» WORK TO DO:
Below, copy word for word the lines of material from the line with "of the three-drawer" up to and including the line with "column 708, row 563", leaving out any pictures.

» ENTRIES PROVIDED:
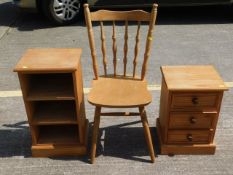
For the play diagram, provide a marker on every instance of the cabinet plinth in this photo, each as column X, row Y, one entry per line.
column 190, row 103
column 52, row 88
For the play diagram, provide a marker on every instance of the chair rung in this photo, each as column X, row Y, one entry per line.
column 120, row 114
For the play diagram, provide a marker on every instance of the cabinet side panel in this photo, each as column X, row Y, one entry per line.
column 215, row 120
column 80, row 106
column 29, row 106
column 164, row 110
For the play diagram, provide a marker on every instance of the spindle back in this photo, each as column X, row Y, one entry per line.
column 106, row 15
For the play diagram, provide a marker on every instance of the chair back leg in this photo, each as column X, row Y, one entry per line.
column 95, row 133
column 147, row 132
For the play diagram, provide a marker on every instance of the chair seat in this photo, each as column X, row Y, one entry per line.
column 119, row 93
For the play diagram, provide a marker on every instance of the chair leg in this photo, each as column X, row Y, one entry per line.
column 95, row 133
column 147, row 132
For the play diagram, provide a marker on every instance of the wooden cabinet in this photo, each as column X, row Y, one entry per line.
column 189, row 109
column 51, row 83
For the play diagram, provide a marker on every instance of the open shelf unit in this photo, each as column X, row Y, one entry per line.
column 54, row 101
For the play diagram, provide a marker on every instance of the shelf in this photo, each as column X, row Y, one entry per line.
column 58, row 135
column 54, row 113
column 50, row 87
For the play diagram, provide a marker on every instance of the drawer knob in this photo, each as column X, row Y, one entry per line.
column 193, row 120
column 195, row 100
column 190, row 137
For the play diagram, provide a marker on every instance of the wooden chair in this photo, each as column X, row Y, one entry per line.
column 120, row 91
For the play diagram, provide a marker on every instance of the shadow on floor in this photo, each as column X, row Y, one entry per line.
column 25, row 21
column 120, row 141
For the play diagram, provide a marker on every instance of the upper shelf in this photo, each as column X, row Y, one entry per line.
column 50, row 87
column 49, row 59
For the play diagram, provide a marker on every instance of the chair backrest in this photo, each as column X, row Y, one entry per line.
column 106, row 15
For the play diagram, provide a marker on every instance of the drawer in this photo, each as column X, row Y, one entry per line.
column 194, row 100
column 190, row 120
column 188, row 136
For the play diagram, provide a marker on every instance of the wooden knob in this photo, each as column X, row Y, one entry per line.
column 190, row 137
column 193, row 120
column 195, row 100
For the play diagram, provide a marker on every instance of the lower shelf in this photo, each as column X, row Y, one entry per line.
column 48, row 148
column 58, row 134
column 171, row 149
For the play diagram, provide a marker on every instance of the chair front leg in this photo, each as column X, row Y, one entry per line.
column 95, row 133
column 147, row 132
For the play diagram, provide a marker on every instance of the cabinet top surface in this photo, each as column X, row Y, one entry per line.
column 49, row 59
column 192, row 78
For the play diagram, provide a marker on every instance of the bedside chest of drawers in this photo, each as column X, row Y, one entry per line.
column 189, row 108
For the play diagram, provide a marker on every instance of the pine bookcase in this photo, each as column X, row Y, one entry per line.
column 52, row 88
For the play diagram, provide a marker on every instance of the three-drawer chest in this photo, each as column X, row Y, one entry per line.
column 189, row 109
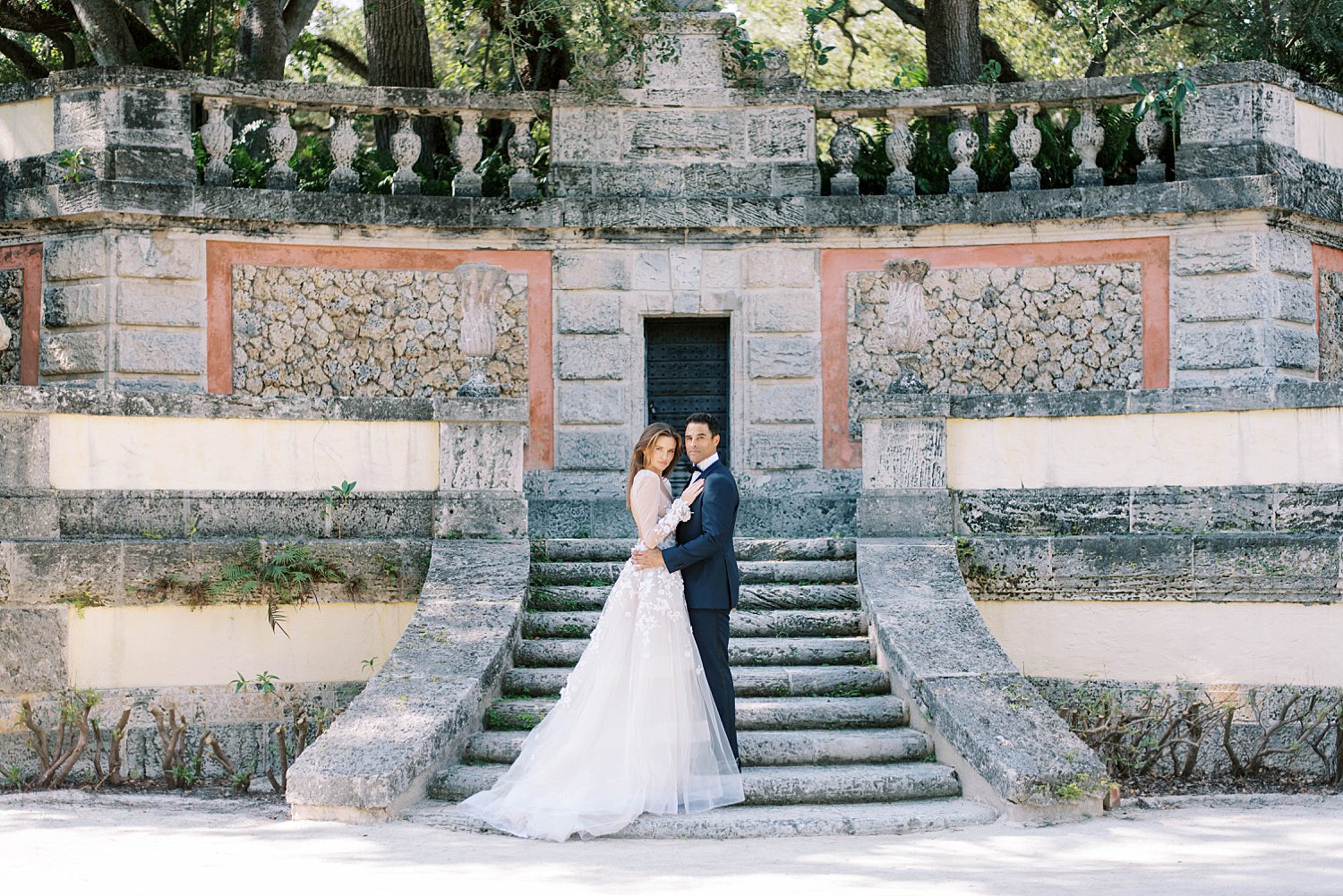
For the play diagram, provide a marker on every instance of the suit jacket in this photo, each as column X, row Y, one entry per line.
column 704, row 551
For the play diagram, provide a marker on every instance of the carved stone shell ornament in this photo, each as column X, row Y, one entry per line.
column 478, row 287
column 908, row 325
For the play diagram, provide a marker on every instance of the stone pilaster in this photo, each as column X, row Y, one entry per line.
column 904, row 466
column 1243, row 308
column 140, row 134
column 1237, row 129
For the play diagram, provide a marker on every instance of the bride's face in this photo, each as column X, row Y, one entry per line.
column 658, row 456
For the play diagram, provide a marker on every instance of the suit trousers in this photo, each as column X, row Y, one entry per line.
column 711, row 636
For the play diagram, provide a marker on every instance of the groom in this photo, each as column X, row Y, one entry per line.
column 708, row 563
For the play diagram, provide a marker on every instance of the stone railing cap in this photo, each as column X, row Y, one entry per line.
column 56, row 399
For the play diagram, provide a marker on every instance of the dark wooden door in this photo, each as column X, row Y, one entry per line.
column 687, row 368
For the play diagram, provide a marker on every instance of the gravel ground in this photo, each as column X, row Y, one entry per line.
column 1229, row 845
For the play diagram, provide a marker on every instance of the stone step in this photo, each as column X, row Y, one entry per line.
column 743, row 624
column 754, row 713
column 754, row 597
column 571, row 550
column 771, row 785
column 594, row 573
column 741, row 652
column 805, row 747
column 751, row 681
column 832, row 820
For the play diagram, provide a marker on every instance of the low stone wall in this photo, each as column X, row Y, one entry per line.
column 430, row 695
column 986, row 721
column 1007, row 329
column 305, row 330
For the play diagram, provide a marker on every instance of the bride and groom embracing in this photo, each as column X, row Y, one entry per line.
column 646, row 721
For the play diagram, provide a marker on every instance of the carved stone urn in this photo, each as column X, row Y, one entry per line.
column 478, row 286
column 908, row 327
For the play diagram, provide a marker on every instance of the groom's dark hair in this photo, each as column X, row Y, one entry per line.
column 708, row 419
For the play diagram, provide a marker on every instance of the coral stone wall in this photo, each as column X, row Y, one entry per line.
column 11, row 308
column 321, row 332
column 1331, row 325
column 1007, row 329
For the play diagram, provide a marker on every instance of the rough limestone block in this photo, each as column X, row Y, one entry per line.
column 904, row 455
column 32, row 649
column 782, row 311
column 1219, row 346
column 74, row 305
column 652, row 271
column 783, row 357
column 591, row 448
column 77, row 352
column 587, row 133
column 720, row 269
column 414, row 716
column 160, row 352
column 781, row 268
column 475, row 457
column 784, row 403
column 963, row 684
column 1289, row 254
column 158, row 255
column 24, row 452
column 160, row 303
column 1214, row 252
column 1227, row 297
column 598, row 269
column 1296, row 348
column 782, row 134
column 591, row 357
column 593, row 403
column 74, row 257
column 784, row 448
column 588, row 311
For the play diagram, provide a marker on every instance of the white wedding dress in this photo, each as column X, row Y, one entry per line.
column 636, row 729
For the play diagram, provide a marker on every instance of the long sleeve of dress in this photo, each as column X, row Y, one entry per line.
column 645, row 501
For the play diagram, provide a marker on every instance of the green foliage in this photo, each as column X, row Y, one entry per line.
column 1117, row 158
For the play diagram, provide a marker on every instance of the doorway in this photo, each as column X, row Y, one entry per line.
column 687, row 371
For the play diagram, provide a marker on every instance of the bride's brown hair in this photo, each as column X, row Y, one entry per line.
column 638, row 458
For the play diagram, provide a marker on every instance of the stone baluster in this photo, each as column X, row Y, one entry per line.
column 406, row 147
column 521, row 152
column 900, row 150
column 478, row 286
column 963, row 142
column 282, row 140
column 344, row 144
column 843, row 150
column 217, row 136
column 1088, row 139
column 1151, row 134
column 469, row 150
column 1025, row 144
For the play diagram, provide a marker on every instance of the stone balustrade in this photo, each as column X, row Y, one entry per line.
column 728, row 141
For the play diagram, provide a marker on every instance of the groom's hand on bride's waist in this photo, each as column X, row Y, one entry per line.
column 649, row 559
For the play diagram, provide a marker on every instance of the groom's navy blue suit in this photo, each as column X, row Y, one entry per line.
column 708, row 566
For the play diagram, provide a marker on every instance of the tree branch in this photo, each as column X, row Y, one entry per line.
column 21, row 56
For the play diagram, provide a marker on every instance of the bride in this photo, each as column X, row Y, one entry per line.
column 636, row 729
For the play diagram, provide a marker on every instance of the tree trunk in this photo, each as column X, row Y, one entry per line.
column 109, row 35
column 399, row 56
column 953, row 42
column 265, row 35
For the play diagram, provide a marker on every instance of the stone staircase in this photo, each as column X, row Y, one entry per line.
column 826, row 747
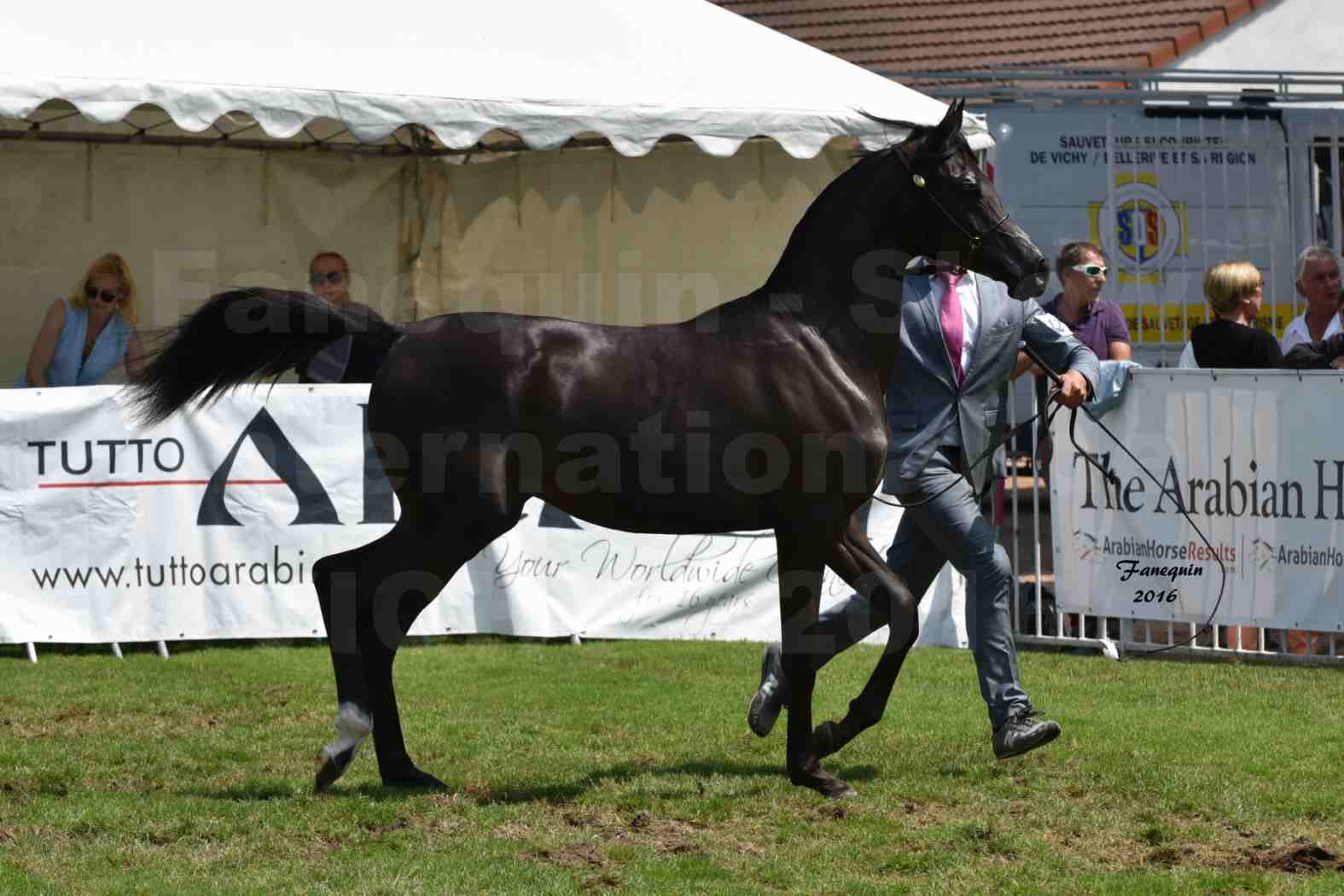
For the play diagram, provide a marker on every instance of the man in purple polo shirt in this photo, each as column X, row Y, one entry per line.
column 1096, row 323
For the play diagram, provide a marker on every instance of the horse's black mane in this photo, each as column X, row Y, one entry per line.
column 916, row 132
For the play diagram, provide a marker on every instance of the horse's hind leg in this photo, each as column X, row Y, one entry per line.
column 369, row 599
column 800, row 594
column 887, row 601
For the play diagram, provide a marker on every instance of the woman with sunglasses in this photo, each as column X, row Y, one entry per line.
column 346, row 359
column 89, row 332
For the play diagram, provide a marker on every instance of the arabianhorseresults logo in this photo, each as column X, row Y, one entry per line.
column 1140, row 229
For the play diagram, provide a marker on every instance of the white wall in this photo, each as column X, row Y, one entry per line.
column 1289, row 35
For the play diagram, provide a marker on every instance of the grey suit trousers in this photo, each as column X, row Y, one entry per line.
column 948, row 528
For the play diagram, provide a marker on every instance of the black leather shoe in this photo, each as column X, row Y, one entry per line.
column 771, row 696
column 1023, row 731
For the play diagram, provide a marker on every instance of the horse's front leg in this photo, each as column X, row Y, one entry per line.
column 800, row 596
column 887, row 598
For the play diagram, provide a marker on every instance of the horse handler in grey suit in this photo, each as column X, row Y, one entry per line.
column 946, row 404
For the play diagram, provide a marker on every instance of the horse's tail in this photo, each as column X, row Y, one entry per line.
column 243, row 334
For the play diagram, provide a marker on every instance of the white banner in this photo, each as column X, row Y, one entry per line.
column 208, row 524
column 1164, row 196
column 1257, row 461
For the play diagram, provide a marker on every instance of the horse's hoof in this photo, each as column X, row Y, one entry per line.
column 414, row 779
column 823, row 782
column 331, row 767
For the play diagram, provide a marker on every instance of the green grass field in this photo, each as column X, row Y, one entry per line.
column 628, row 767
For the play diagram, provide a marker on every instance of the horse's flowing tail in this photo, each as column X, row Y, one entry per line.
column 243, row 334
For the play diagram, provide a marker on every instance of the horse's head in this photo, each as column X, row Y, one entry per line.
column 951, row 212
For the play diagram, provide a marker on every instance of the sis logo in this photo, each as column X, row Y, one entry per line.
column 1138, row 227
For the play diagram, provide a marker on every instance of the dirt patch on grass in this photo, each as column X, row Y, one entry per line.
column 572, row 856
column 1299, row 858
column 664, row 835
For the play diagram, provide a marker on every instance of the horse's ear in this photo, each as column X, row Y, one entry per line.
column 948, row 129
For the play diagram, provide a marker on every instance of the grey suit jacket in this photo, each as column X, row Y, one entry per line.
column 923, row 400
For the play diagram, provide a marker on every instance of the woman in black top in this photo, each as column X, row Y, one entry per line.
column 1234, row 292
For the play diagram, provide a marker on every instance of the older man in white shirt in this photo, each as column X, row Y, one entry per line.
column 1318, row 282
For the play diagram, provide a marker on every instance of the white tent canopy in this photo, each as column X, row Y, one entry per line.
column 631, row 70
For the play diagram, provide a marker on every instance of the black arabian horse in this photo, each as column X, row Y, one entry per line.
column 765, row 413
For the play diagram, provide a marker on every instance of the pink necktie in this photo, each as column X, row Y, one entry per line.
column 951, row 320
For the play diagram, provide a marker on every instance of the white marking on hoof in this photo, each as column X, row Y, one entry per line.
column 352, row 725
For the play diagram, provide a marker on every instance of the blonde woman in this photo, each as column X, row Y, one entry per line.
column 89, row 332
column 1234, row 292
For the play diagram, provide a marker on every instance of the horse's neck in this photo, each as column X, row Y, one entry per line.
column 846, row 287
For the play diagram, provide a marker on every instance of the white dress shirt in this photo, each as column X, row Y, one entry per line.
column 1297, row 331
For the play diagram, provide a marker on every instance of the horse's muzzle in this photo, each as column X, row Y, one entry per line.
column 1033, row 283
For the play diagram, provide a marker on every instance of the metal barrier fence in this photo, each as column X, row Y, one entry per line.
column 1030, row 535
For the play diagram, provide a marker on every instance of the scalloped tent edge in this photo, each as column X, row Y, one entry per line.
column 632, row 73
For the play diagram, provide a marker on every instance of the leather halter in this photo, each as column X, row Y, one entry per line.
column 974, row 241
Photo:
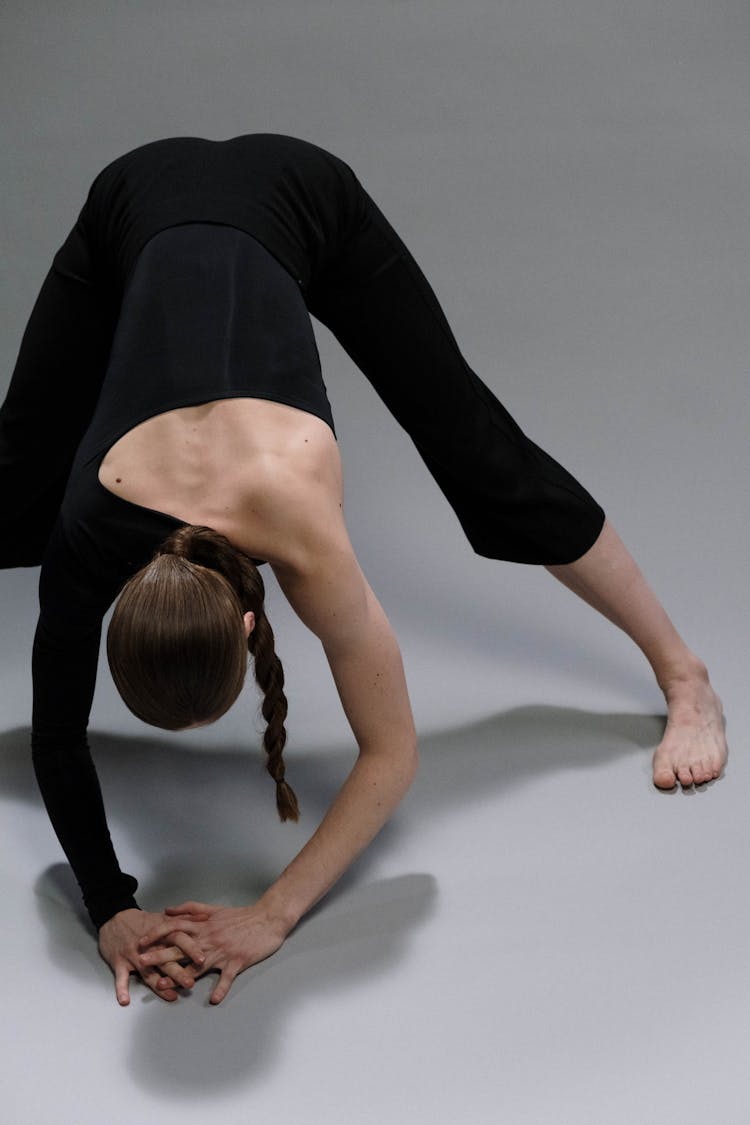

» THE RESULT:
For the play diagram, provide a marker on every instance of the three-drawer chest in this photo, each as column X, row Y, one entry per line.
column 189, row 109
For the play diagram, provide a marker on every instance of the suit jacket in this photo, each as column X, row Y, one entry per line.
column 704, row 551
For the play diagram, provide a marker on every instance of the carved stone shell ornament in this photo, each as column X, row Y, one entry per line.
column 478, row 287
column 908, row 325
For the play diagram, provide a marker on every instance of the stone pilaster in this photo, each as column X, row Y, one entry per line.
column 904, row 466
column 1243, row 308
column 140, row 134
column 1237, row 129
For the play diagram, provide a marker on every instance of the bride's face in this photo, each as column X, row Y, one entry per line.
column 658, row 456
For the play diagram, provide a marker on every instance of the suit trousers in this photo, each as column X, row Y, one entry per line.
column 711, row 636
For the play diagram, provide a marker on every instance of the groom in this photo, each as column X, row Y, one entry per line.
column 708, row 563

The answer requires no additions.